## [Text for analysis]
☆ ☆ ☆
# Bays with pangere or is it just brown



## QtrBel (May 31, 2012)

A bay horse is a black based horse with the agouti gene present. It can be red bay (no lighter muzzle and flank) or brown (lighter muzzle and flank) which is still bay just a different variation. Pangere is a totally different gene and you can have a bay with pangere is my understanding but that is a bay with pangere not a brown. Let's see if this pic will copy it is from wikipedia and shows the underside of a bay with pangere.


----------



## LuvMyPerlinoQH (Jun 21, 2011)

QtrBel said:


> A bay horse is a black based horse with the agouti gene present. It can be red bay (no lighter muzzle and flank) or brown (lighter muzzle and flank) which is still bay just a different variation. Pangere is a totally different gene and you can have a bay with pangere is my understanding but that is a bay with pangere not a brown. Let's see if this pic will copy it is from wikipedia and shows the underside of a bay with pangere.


 
But with the advances in the testing with PetDNA are we sure that standard pangere bay isn't really just another brown that has yet to be test verified?


----------



## DraftyAiresMum (Jun 1, 2011)

Pangere and brown look completely different. 

Pangere expresses as very light tan, almost beige, coloring on the soft points of a horse (like the one QrtrBel posted). It is visible regardless of season.

Brown expresses as a more cinnamon/orange color and is often seasonal. My friend has an Arab gelding who is brown. He looks a deep, mahogany bay color in summer (almost maroon) with a slightly orange muzzle. In winter, he is often almost black with very visible orange soft points.
☆ ☆ ☆
## [Supplied data]
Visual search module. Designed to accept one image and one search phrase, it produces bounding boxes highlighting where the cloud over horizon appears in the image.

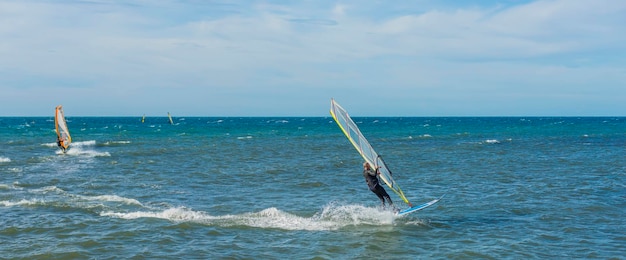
[0,0,626,116]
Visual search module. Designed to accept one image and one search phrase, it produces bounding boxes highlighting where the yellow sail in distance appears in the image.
[54,105,72,150]
[330,99,411,205]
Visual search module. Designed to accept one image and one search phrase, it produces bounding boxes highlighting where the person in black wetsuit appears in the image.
[363,162,393,207]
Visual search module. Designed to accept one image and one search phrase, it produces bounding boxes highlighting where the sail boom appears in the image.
[54,105,72,150]
[330,99,411,205]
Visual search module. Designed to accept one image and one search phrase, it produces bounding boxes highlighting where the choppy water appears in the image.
[0,117,626,259]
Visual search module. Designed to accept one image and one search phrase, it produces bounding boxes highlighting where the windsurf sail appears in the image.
[330,99,411,205]
[54,105,72,151]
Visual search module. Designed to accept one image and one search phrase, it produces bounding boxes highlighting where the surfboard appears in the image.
[396,196,443,217]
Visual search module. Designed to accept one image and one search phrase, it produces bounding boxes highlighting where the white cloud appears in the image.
[0,0,626,115]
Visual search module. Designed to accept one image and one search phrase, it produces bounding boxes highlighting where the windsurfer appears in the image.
[57,136,65,152]
[363,162,393,207]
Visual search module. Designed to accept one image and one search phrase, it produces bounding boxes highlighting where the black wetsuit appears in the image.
[363,169,393,206]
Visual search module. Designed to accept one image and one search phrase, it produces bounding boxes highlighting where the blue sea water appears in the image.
[0,117,626,259]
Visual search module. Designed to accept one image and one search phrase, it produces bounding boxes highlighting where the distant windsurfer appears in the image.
[363,162,393,207]
[57,136,65,153]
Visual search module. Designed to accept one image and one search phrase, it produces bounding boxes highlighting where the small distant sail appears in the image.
[330,99,411,205]
[54,105,72,152]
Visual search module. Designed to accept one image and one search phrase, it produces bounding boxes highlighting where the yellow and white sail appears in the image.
[54,105,72,150]
[330,99,411,205]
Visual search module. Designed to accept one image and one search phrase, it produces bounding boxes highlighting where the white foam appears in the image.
[485,139,500,144]
[81,195,143,206]
[0,199,42,207]
[100,205,396,231]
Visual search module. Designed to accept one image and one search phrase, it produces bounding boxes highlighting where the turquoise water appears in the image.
[0,117,626,259]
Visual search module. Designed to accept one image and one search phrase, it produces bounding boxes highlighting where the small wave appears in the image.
[81,195,143,206]
[56,147,111,157]
[0,199,43,207]
[100,205,396,231]
[102,141,130,145]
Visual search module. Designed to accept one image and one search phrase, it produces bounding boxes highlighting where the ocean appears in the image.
[0,116,626,259]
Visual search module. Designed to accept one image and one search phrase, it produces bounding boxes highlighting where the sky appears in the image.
☆ ☆ ☆
## [Brief 1]
In the forum thread about bays with pangere, why does DraftyAiresMum say pangere and brown can be told apart? Answer in one to three sentences.
## [Brief 2]
Resume the forum thread about bays with pangere, picking up after its last post.

## [Exercise output 1]
DraftyAiresMum says they look completely different. Pangere shows as a very light tan, almost beige, color on the soft points and is visible in every season. Brown shows as a more cinnamon or orange color and is often seasonal.

## [Exercise output 2]
Pangere is a completely different gene than agouti (of which bay and brown are versions, along with wild bay). We know this because pangere often expresses on red-based horses, whereas bay cannot express on a red-based horse, as bay restricts black (and since black is dominant, red-based horses have no black to restrict).

Also, just a slight correction to QrtrBel. Brown is not the same as bay. They are different versions of the agouti gene, but are two separate, distinct, testable genes.
_Posted via Mobile Device_


----------



## verona1016 (Jul 3, 2011)

Just from sheer numbers, it's likely that the horses she's talking about are seal brown and not bay with pangare. I see MANY more seal brown horses than bays with pangare.

In most cases, it's fairly easy to distinguish between them. The lighter colored muzzle, as was mentioned, will be a warm cinnamon-y color in seal brown horses, and a pale, gray shade in pangare horses. Seal brown horses will also have the other characteristics of a seal brown horse, such as seasonal variation in shade (in the summer they're often lighter with the lighter colored muzzle non-obvious, and darker across the whole body in the winter with the lighter colored muzzle usually very obvious)


----------



## Peppy Barrel Racing (Aug 16, 2011)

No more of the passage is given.